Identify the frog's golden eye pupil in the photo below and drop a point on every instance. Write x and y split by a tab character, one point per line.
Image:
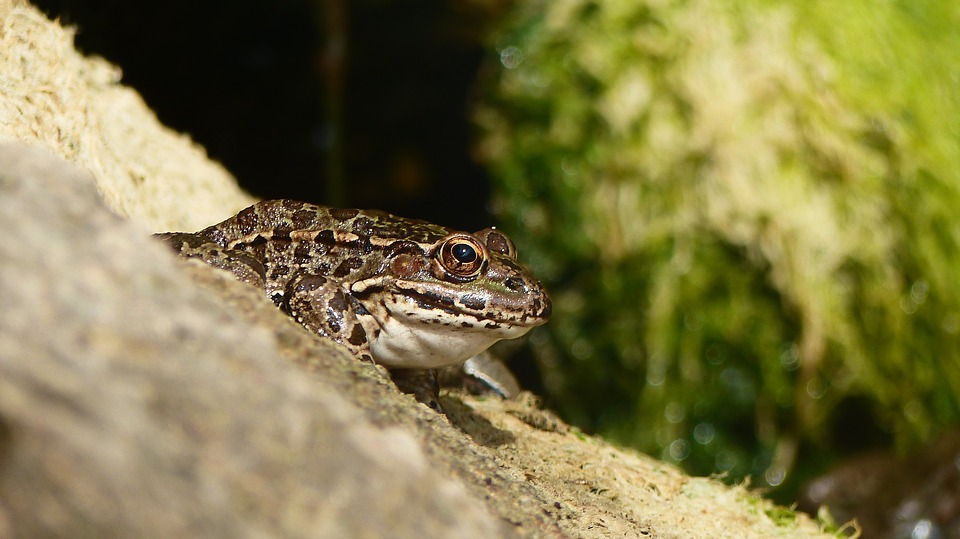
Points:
464	253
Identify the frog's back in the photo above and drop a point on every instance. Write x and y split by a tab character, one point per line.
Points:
288	236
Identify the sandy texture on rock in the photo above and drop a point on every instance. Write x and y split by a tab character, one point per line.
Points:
145	396
74	106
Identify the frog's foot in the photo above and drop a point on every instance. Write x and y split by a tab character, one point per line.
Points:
321	306
483	374
243	265
421	383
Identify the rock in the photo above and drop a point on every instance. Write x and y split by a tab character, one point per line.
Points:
146	396
134	404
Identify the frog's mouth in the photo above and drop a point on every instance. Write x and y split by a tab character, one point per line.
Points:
490	311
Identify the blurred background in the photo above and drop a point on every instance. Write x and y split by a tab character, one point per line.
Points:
747	214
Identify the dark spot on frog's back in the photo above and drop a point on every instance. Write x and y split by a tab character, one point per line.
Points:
347	266
303	253
325	237
303	219
363	226
248	220
343	214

YOUR TASK:
Could you give all the entries above as a Markdown table with the columns No. and Text, one numbered row per line, with blank lines and the pictures left out?

CORRECT RESULT:
| No. | Text |
|---|---|
| 1 | Identify the frog's golden eye pupil in the photo below and drop a point on every instance. Write x and y split by a tab character, one point per line. |
| 2 | Image: |
| 3 | Points: |
| 4 | 464	253 |
| 5 | Identify the frog's back in the photo above and drop a point on every instance. Write x and y split by a tab character, one point per line. |
| 6 | Points: |
| 7 | 288	236 |
| 8 | Identify the sandy texture on rock in the photo above and drop a point on every instance. Write x and y split by a tab character, one point per line. |
| 9 | Points: |
| 10 | 145	396 |
| 11 | 74	106 |
| 12 | Identify the frog's foot in the photo above and drop a point on every instance. Write x and y split by a tab character, one point per line. |
| 13 | Points: |
| 14 | 321	306 |
| 15 | 483	374 |
| 16 | 243	265 |
| 17 | 421	383 |
| 18 | Identify the rock in the photo above and drop a point on every instance. Write x and y split by a tab character, one point per line. |
| 19 | Points: |
| 20 | 146	396 |
| 21 | 134	404 |
| 22 | Identify the frog's mouth in the photo above and drop a point on every instance. Write x and y split by a tab character, one point per line. |
| 23 | Points: |
| 24 | 490	311 |
| 25 | Identify the blurred background in the photo above and drop a point on every instance. Write x and y split by a tab character, one point per line. |
| 26 | Points: |
| 27 | 747	214 |
| 28 | Identify the dark spot on frog's back in the photo above and drop a point on every instance. Write x and y split by a tab character, one point per line. |
| 29 | Points: |
| 30 | 347	266 |
| 31 | 303	253 |
| 32 | 325	237 |
| 33 | 303	219 |
| 34 | 363	226 |
| 35 | 248	220 |
| 36 | 343	214 |